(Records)

++++++

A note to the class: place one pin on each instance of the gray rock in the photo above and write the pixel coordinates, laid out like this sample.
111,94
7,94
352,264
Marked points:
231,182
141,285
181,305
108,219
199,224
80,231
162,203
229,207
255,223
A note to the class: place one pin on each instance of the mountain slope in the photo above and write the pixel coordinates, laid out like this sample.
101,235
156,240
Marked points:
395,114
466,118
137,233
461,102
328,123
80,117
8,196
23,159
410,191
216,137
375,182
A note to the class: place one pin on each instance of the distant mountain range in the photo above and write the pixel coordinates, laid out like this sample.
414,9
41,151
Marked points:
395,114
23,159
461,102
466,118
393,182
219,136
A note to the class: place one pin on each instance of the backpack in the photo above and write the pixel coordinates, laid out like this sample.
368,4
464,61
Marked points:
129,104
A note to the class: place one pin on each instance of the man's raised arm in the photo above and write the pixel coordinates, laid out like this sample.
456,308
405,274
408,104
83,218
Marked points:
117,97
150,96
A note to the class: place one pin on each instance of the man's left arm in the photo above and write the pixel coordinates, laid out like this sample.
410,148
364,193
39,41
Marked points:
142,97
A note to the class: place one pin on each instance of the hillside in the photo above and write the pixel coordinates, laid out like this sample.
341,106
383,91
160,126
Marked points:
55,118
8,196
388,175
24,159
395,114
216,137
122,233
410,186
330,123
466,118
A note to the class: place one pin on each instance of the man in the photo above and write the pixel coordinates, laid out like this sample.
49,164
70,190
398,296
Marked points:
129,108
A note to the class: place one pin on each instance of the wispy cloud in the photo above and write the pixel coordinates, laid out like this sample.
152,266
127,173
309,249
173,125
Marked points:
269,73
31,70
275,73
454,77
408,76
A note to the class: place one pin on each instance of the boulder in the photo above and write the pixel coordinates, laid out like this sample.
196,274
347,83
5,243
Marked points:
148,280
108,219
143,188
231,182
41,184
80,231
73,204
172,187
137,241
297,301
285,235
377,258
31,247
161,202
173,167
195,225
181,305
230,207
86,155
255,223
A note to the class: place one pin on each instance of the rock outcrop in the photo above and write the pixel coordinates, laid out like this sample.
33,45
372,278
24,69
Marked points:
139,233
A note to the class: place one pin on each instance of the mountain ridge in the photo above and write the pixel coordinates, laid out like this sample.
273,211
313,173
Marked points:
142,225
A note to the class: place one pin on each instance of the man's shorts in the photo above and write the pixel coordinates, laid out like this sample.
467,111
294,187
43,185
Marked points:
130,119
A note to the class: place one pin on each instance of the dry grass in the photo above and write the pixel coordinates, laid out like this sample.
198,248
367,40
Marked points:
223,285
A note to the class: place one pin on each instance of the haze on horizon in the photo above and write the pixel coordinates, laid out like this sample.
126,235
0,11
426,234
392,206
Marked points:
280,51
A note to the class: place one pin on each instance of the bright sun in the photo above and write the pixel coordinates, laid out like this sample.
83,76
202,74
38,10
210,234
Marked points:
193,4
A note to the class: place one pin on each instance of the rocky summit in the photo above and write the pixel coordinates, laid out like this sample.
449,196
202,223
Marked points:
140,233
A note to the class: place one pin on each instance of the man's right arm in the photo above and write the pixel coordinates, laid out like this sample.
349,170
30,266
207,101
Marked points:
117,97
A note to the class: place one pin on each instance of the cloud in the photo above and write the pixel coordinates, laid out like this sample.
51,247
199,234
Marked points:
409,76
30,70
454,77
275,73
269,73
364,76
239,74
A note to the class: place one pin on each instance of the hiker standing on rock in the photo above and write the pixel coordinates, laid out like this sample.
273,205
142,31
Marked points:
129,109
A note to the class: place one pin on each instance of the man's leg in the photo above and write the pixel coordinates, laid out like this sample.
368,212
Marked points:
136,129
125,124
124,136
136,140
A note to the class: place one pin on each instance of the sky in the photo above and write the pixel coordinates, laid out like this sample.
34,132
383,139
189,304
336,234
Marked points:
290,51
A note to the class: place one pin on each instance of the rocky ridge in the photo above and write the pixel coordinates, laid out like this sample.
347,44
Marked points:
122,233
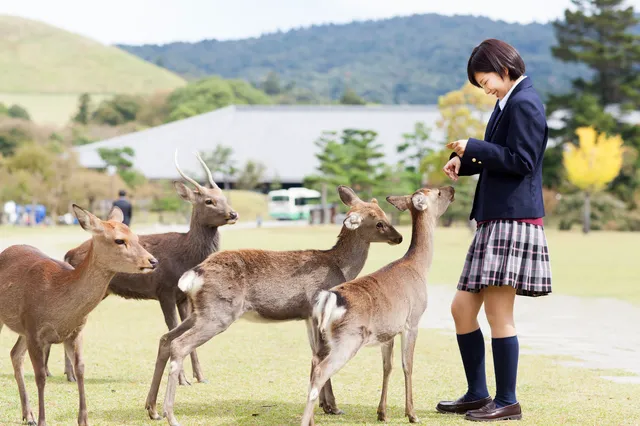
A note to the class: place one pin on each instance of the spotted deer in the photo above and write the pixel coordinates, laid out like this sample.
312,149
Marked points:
373,309
177,253
266,286
46,301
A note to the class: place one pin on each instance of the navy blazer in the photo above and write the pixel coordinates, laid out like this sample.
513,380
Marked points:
509,159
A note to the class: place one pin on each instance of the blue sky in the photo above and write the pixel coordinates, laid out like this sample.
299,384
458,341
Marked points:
162,21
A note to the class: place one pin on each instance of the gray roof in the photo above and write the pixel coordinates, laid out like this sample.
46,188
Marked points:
282,137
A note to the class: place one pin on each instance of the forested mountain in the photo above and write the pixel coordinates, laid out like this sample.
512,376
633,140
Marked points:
400,60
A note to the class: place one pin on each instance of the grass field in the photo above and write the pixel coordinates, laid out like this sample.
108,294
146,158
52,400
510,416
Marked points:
259,373
49,108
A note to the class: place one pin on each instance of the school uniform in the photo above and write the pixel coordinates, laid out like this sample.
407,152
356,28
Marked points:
510,246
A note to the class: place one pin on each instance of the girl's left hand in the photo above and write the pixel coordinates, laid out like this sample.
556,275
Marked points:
458,146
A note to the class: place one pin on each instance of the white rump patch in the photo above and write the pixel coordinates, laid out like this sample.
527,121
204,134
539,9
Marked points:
419,201
313,395
190,282
353,221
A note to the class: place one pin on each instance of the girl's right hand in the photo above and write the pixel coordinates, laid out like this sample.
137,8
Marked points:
452,168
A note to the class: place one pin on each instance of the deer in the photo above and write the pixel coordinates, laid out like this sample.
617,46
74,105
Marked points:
266,286
177,252
46,301
373,309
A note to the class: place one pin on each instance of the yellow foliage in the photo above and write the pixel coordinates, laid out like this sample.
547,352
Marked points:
595,162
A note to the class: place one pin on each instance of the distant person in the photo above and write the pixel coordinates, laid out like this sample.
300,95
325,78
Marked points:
125,206
509,254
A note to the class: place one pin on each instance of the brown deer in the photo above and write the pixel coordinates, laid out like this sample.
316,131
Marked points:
47,301
177,253
374,308
266,286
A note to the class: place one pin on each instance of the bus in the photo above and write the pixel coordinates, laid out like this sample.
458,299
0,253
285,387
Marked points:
292,203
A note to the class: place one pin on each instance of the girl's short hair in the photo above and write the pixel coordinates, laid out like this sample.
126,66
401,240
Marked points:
494,55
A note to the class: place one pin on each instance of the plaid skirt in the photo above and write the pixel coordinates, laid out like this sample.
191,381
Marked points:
506,252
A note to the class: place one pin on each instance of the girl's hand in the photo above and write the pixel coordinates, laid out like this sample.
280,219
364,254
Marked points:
452,168
458,146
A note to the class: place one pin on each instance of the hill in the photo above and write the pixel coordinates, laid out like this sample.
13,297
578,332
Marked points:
45,69
410,59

++++++

[The exercise]:
Nothing in the entries should change as you copy them, except that the pictures are left out.

[Result for this task]:
A note to the class: place one pin on each instance of the gray rock in the photo above and write the pixel coordinates, laid out like this sample.
111,94
7,94
352,264
Marked points:
231,182
141,285
181,305
108,219
199,224
80,231
162,203
229,207
255,223
A note to the class: place one pin on each instance of the mountain slope in the photo above and write the pixel coordinates, laid out like this sample.
101,235
156,240
Marked points:
395,114
466,118
137,233
461,102
328,123
80,117
8,196
23,159
410,191
216,137
375,182
A note to the class: place one pin on each instance of the distant mountain range in the photo above and write the pixel coordinates, laid out like this sample.
414,9
41,151
Marked points:
395,114
23,159
461,102
466,118
393,182
219,136
A note to the class: place one pin on each instance of the backpack in the photo above and write the pixel coordinates, laid out like this sample.
368,4
464,61
Marked points:
129,104
A note to the class: place one pin on each instance of the man's raised arm in the photo above and write the pixel coordinates, laid out like this sample.
456,308
405,274
408,104
83,218
Marked points:
117,97
150,96
A note to the class: place one pin on each instance of the man's left arm in the photo above and write the pixel coordinates, laid out like this sample.
410,148
364,193
39,41
Marked points:
142,97
A note to the class: place one pin on each instance of the hillside in the photo above and write the pixel coordinates, laid out like this sample.
341,106
383,91
160,126
Marked points:
55,118
8,196
388,175
24,159
395,114
216,137
122,233
410,186
330,123
466,118
A note to the class: place one pin on each instance of the man in the photo above and write the pixel coordinates, laid out like this sample.
49,164
70,190
398,296
Marked points:
129,108
A note to the class: place one pin on each instance of the wispy cloud in the photo above and write the pixel coordinates, laid out like this sample.
152,266
127,173
309,249
173,125
Marked points:
269,73
31,70
275,73
454,77
408,76
A note to the class: place one pin on each instance of the boulder in the photo above and write the pixel coordinates, laid out like this sample.
196,274
347,83
5,243
Marked points:
148,280
108,219
143,188
231,182
41,184
80,231
73,204
172,187
137,241
297,301
285,235
377,258
31,247
161,202
173,167
195,225
181,305
230,207
86,155
255,223
A note to the class: place one pin on each instance of the rock outcrop in the photo above and write the pixel coordinates, laid out like this sample.
33,45
372,278
24,69
Marked points:
139,233
A note to the class: place one pin on each instance of the mountain ridge in the photo above and write the pixel coordinates, laid out like this sample.
273,211
313,173
Marked points:
142,225
A note to the class: place one pin on each instance of the man's shorts in the photo above and write the pixel coordinates, laid out like this sample.
467,111
294,187
43,185
Marked points:
130,119
A note to the class: place one pin on each instance of the dry grass in the photo above and write the pixel coordinates, laid out like this sample.
198,248
367,40
Marked points:
223,285
A note to the class: place one pin on each instance of the haze on horizon in the photo above and write the pixel coordinates, laid out like this sample.
126,235
0,11
426,234
392,206
Marked points:
280,51
A note to the class: place one pin on each instance of the bright sun in the photo above and write the pixel coordinates, laid out like this sample.
83,76
202,74
38,10
210,234
Marked points:
193,4
A note to the class: place one pin on each instance of the rocky summit in the photo above and write the pixel coordinates, laid out like this sample.
449,196
202,223
Marked points:
140,233
A note to the class: place one pin on each instance of the man's right arm in the photo above and write the pixel coordinates, laid out like this sample.
349,170
30,266
207,101
Marked points:
117,97
A note to the class: place one pin on each instance of the cloud in the photo above and write the pixel coordinates, laid out like this sample.
51,247
199,234
Marked points:
409,76
30,70
454,77
275,73
269,73
364,76
239,74
A note to the class: place one pin on each instance of the hiker standing on rock in the photo above and write the pixel coordinates, laid out like this sample.
273,205
142,31
Marked points:
129,109
A note to the class: place one pin on each instance of the man's leg in the photo above and write the pixel coordinates, laid out like this sample.
368,212
Marked points:
136,129
125,124
124,136
136,140
A note to the class: place one pin on each instance of the sky in the photo above and write the pixel coordinates, laid out like this sample.
34,132
383,139
189,304
336,234
Marked points:
290,51
A note to the class: place one pin on each instance of the rocky ridge in the photo above and write the pixel coordinates, laid out like this sample.
347,44
Marked points:
122,233
A note to the class: place one pin on each instance of the spotted deer in the photo above and write the pixel coordinates, laid out like this sample.
312,149
Marked points:
373,309
177,253
266,286
46,301
A note to the class: place one pin on each instance of the navy blazer in the photo above and write the pixel coordinates, laid out like this sample.
513,380
Marked points:
509,159
A note to the class: place one pin on each instance of the blue sky in the photo above and write the pixel coordinates, laid out like this sample.
299,384
458,341
Marked points:
162,21
A note to the class: place one pin on each instance of the gray roof in the photo above and write the pixel coordinates, laid out like this sample.
46,188
Marked points:
282,137
A note to the class: place one pin on each instance of the forested mountain in the photo above and write the pixel coordinates, laid out like this sample.
512,376
633,140
Marked points:
400,60
A note to the class: place one pin on each instance of the grass field in the photo above and write the pixel coordinates, laid out like this sample.
108,294
146,158
52,400
510,416
Marked points:
259,373
49,108
A note to the class: place one pin on each instance of the school uniform in the photo above and write the pixel coordinates, laid out like this sample.
407,152
356,28
Marked points:
510,246
A note to the class: place one pin on each instance of the girl's left hand in the photo above and write the pixel coordinates, laid out like this sample.
556,275
Marked points:
458,146
A note to the class: place one pin on each instance of the white rump patch in the photo above and write the pixel coordinates, laid out like this sample.
527,121
204,134
539,9
Marked points:
419,201
313,395
190,282
353,221
A note to the class: place one pin on each instance of the girl's right hand in the photo above and write the pixel coordinates, laid out like this sample.
137,8
Marked points:
452,168
A note to the class: place one pin on each instance of the deer in the photo above and write the pixel coordinates, laid out like this sample.
617,46
74,105
Marked points:
266,286
177,252
46,301
373,309
A note to the class: place one pin on each instance of the yellow foliage in the photo above and write the pixel coordinates, laid out like this sample.
547,352
Marked points:
595,162
A note to the class: place one pin on each instance of the distant person in the photo above and write the pixel coordinates, laid out like this sample.
300,95
325,78
Marked points:
125,206
509,254
A note to the class: place one pin on each instance of the brown deer in the photo above and write the pixel coordinates, laid out like this sample.
316,131
Marked points:
47,301
177,253
374,308
266,286
A note to the class: place one pin on each instance of the bus in the photo above and write the pixel coordinates, laid out like this sample.
458,299
0,253
285,387
Marked points:
292,203
A note to the class: place one pin on each instance of the girl's short hair in the photo above and write the pixel coordinates, laid out like this sample.
126,66
401,240
Marked points:
494,55
A note to the class: place one pin on each instance of the plaid skirt in the photo above and write the pixel coordinates, laid out like this sample.
191,381
Marked points:
506,252
A note to the class: place one pin on each instance of the girl's hand in the photo above and write the pixel coordinates, laid out like this sample.
280,219
364,254
Marked points:
452,168
458,146
A note to the class: place one pin on each instance of the hill in the photo above and write the pixel coordinates, laid out like this sample.
13,297
578,332
Marked points:
45,69
410,59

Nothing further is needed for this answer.